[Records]
▼

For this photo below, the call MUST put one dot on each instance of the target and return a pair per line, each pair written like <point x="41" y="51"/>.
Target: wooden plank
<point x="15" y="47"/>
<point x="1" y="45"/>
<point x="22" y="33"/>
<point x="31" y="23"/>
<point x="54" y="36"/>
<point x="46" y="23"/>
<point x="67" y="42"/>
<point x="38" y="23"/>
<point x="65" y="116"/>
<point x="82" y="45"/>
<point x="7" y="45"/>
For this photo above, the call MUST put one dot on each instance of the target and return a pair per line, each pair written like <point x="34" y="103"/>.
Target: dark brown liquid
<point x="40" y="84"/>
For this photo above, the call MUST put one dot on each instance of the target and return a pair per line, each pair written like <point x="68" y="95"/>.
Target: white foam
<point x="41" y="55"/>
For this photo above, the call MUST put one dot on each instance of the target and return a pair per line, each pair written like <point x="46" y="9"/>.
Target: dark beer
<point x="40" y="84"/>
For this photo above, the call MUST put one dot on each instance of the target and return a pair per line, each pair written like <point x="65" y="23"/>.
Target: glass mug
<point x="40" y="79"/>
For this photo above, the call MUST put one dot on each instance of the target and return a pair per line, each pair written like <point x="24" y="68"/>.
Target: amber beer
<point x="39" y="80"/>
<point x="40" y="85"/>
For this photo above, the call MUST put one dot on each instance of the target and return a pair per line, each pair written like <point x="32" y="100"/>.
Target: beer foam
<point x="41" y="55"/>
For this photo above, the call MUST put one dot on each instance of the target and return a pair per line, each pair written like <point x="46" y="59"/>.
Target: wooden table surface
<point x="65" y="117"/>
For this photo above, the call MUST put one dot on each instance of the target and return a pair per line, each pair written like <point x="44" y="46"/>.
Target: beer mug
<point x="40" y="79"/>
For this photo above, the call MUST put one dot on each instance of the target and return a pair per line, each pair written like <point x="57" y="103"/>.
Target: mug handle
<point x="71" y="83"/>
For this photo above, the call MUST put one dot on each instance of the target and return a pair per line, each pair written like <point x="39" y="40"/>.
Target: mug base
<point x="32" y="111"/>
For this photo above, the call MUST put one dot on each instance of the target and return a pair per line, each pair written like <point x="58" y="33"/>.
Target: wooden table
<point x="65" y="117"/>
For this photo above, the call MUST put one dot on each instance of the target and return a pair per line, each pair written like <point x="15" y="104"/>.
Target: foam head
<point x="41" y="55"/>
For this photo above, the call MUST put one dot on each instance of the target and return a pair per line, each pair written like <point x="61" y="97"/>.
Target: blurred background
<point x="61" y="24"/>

▲

> The request
Extract each record, keeping it identical to the original.

> Task solution
For this photo below, the call MUST put one dot on each instance of the target and return a pair per line, each pair written like <point x="41" y="51"/>.
Target: wooden plank
<point x="15" y="47"/>
<point x="1" y="45"/>
<point x="22" y="33"/>
<point x="31" y="23"/>
<point x="54" y="36"/>
<point x="46" y="23"/>
<point x="67" y="42"/>
<point x="38" y="23"/>
<point x="65" y="116"/>
<point x="82" y="45"/>
<point x="7" y="45"/>
For this photo above, the call MUST put one dot on each instance of the target and return a pair per line, each pair written like <point x="34" y="103"/>.
Target: dark brown liquid
<point x="40" y="84"/>
For this photo above, the call MUST put one dot on each instance of the target and return a pair per line, each pair written like <point x="68" y="95"/>.
Target: white foam
<point x="41" y="55"/>
For this photo above, the call MUST put one dot on each instance of the target and return a pair per line, each pair written like <point x="46" y="9"/>.
Target: dark beer
<point x="40" y="84"/>
For this photo above, the call MUST put one dot on each instance of the target and return a pair per line, each pair written like <point x="65" y="23"/>.
Target: glass mug
<point x="40" y="79"/>
For this photo above, the call MUST put one dot on each instance of the target and return a pair per line, each pair written like <point x="24" y="68"/>.
Target: amber beer
<point x="39" y="80"/>
<point x="40" y="85"/>
For this photo above, the call MUST put one dot on each instance of the target and return a pair per line, each pair written like <point x="32" y="100"/>.
Target: beer foam
<point x="41" y="55"/>
For this photo above, the call MUST put one dot on each instance of the target and return a pair per line, each pair written like <point x="46" y="59"/>.
Target: wooden table surface
<point x="65" y="117"/>
For this photo above, the call MUST put one dot on each instance of the target and return a pair per line, each pair written like <point x="44" y="46"/>.
Target: beer mug
<point x="40" y="79"/>
For this photo above, the call MUST put one dot on each instance of the target and return a pair per line, each pair written like <point x="57" y="103"/>.
Target: mug handle
<point x="71" y="83"/>
For this photo above, the call MUST put one dot on each instance of the target and return a pair per line, each pair written like <point x="39" y="40"/>.
Target: mug base
<point x="32" y="111"/>
For this photo above, the call MUST put one dot on each instance of the target and return a pair per line, each pair written like <point x="58" y="33"/>.
Target: wooden table
<point x="65" y="117"/>
For this photo above, the call MUST put one dot on each instance of the target and return a pair per line, each pair written like <point x="15" y="104"/>.
Target: foam head
<point x="41" y="55"/>
For this photo above, the call MUST put one dot on each instance of the target and return a pair per line, each pair written like <point x="61" y="97"/>.
Target: blurred background
<point x="61" y="24"/>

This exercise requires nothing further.